▶ [Extracted text]
>>>

UNITED STATES
SECURITIES AND EXCHANGE COMMISSION
Washington, D.C. 20549
FORM 8-K
CURRENT REPORT
Pursuant to Section 13 or 15(d)
of the Securities Exchange Act of 1934
Date of Report (Date of earliest event reported): April 8, 2019 (April 2, 2019)
Booz Allen Hamilton Holding Corporation
(Exact name of Registrant as specified in its charter)
Delaware | 001-34972 | 26-2634160 | ||
(State or other jurisdiction of incorporation) |
(Commission File Number) |
(IRS Employer Identification No.) | ||
8283 Greensboro Drive, McLean, Virginia | 22102 | |||
(Address of principal executive offices) | (Zip Code) |
Registrants telephone number, including area code: (703) 902-5000
Check the appropriate box below if the Form 8-K filing is intended to simultaneously satisfy the filing obligation of the Registrant under any of the following provisions:
☐ | Written communications pursuant to Rule 425 under the Securities Act (17 CFR 230.425) |
☐ | Soliciting material pursuant to Rule 14a-12 under the Exchange Act (17 CFR 240.14a-12) |
☐ | Pre-commencement communications pursuant to Rule 14d-2(b) under the Exchange Act (17 CFR 240.14d-2(b)) |
☐ | Pre-commencement communications pursuant to Rule 13e-4(c) under the Exchange Act (17 CFR 240.13e-4(c)) |
Indicate by check mark whether the registrant is an emerging growth company as defined in Rule 405 of the Securities Act of 1933 (§230.405 of this chapter) or Rule 12b-2 of the Securities Exchange Act of 1934 (§240.12b-2 of this chapter).
Emerging growth company ☐
If an emerging growth company, indicate by check mark if the registrant has elected not to use the extended transition period for complying with any new or revised financial accounting standards provided pursuant to Section 13(a) of the Exchange Act. ☐
Item 1.01 Entry into a Material Definitive Agreement.

<<<

▶ [Information provided]
>>>

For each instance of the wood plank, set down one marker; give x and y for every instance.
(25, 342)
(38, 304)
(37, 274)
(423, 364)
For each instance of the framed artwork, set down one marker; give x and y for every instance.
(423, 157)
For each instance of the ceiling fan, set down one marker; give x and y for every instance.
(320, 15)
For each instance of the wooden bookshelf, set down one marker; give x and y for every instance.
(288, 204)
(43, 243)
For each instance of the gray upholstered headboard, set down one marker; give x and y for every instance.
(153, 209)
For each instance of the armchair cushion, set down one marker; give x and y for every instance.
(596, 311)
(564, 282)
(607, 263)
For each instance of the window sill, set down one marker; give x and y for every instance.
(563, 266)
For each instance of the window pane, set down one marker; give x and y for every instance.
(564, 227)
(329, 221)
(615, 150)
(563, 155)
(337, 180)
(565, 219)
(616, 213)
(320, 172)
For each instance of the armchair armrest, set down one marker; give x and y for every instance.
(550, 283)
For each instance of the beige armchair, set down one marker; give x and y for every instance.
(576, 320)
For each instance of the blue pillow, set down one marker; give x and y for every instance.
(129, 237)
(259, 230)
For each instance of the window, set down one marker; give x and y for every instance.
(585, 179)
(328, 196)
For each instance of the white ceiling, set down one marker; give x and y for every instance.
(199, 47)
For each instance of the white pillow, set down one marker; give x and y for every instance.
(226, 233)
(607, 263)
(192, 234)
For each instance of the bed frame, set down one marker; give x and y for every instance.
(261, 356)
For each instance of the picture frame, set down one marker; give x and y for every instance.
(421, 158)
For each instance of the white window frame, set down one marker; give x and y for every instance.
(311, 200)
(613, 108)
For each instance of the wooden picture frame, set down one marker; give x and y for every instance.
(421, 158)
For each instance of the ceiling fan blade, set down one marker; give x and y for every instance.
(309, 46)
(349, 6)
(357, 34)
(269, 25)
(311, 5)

<<<
>>>

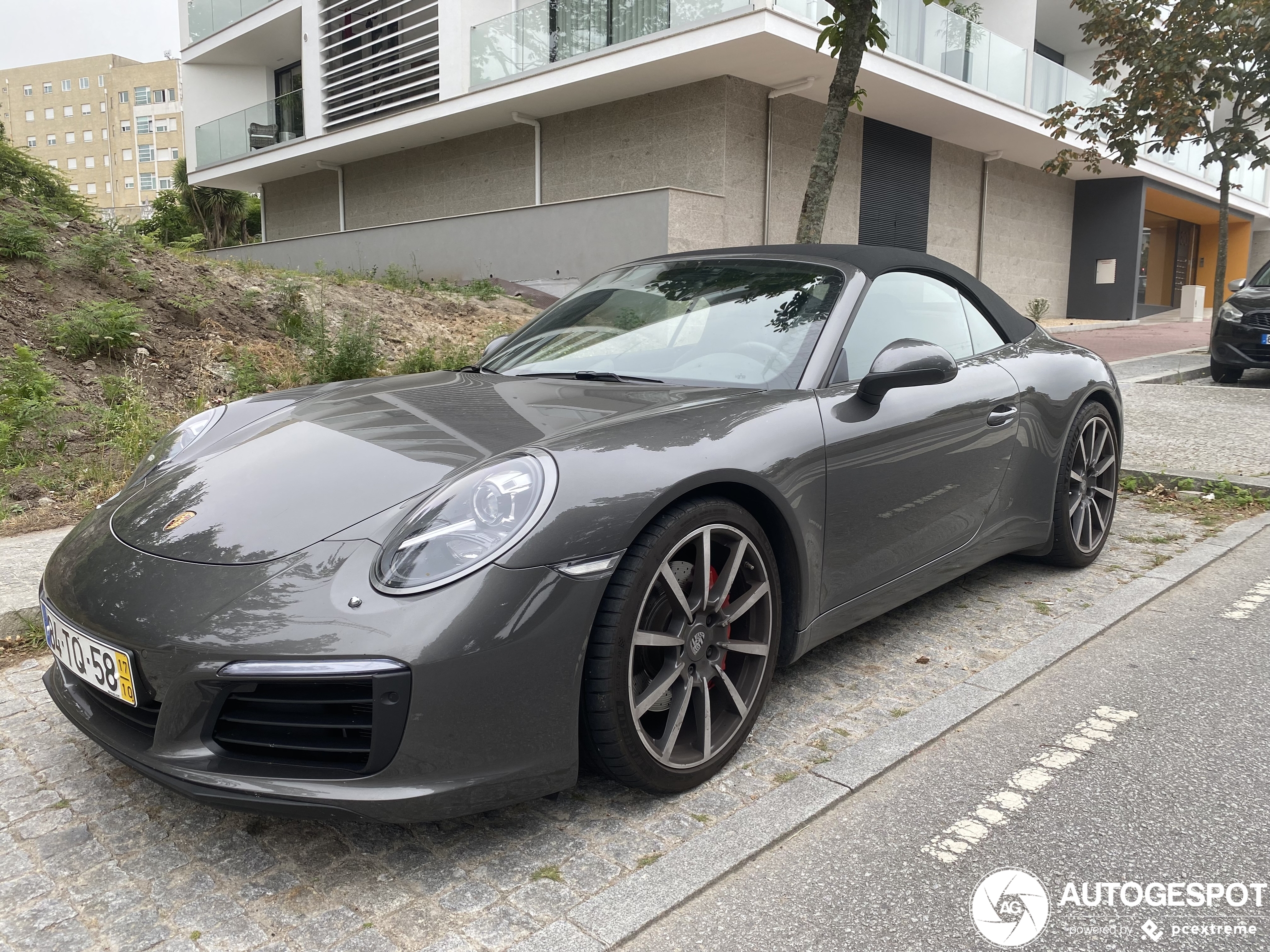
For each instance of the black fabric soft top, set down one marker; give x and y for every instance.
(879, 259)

<<<
>>>

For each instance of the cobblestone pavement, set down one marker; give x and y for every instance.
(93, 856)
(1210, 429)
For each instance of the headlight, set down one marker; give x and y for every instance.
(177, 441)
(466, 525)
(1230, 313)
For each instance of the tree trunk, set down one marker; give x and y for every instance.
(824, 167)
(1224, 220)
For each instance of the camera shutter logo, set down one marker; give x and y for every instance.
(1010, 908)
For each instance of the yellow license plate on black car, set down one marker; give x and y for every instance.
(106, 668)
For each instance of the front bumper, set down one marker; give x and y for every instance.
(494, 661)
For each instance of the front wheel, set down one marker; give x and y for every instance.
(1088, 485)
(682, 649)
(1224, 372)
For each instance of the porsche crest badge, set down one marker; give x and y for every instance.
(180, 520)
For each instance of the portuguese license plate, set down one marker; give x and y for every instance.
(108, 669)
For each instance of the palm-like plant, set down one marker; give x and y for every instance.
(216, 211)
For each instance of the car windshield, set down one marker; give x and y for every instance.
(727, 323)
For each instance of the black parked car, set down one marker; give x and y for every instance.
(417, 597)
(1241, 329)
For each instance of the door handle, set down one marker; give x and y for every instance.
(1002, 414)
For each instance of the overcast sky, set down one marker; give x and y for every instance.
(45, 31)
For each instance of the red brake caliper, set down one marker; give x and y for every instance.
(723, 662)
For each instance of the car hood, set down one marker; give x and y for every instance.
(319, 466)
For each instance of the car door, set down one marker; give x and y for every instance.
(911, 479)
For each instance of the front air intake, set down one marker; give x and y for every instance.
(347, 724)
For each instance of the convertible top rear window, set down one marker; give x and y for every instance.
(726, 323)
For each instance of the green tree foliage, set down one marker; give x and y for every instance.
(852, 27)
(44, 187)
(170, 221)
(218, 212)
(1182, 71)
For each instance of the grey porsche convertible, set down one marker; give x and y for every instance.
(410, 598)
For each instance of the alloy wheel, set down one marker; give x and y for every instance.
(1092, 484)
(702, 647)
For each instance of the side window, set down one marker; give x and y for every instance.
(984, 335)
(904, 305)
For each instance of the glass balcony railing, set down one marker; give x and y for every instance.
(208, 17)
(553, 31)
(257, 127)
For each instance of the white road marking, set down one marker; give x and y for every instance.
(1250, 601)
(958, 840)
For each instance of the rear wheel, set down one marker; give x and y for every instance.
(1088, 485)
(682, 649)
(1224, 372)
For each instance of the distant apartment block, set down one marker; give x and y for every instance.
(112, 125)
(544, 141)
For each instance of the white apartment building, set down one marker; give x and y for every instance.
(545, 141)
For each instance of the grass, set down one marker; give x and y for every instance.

<<<

▶ [Set tasks]
1 – Duplicate the Form 8-K filing word for word, from "UNITED STATES" down to "(April 2, 2019)".
2 – In the Form 8-K filing, in which state is Booz Allen Hamilton Holding Corporation incorporated?

▶ [Answers given]
1 –
UNITED STATES
SECURITIES AND EXCHANGE COMMISSION
Washington, D.C. 20549
FORM 8-K
CURRENT REPORT
Pursuant to Section 13 or 15(d)
of the Securities Exchange Act of 1934
Date of Report (Date of earliest event reported): April 8, 2019 (April 2, 2019)

2 – Delaware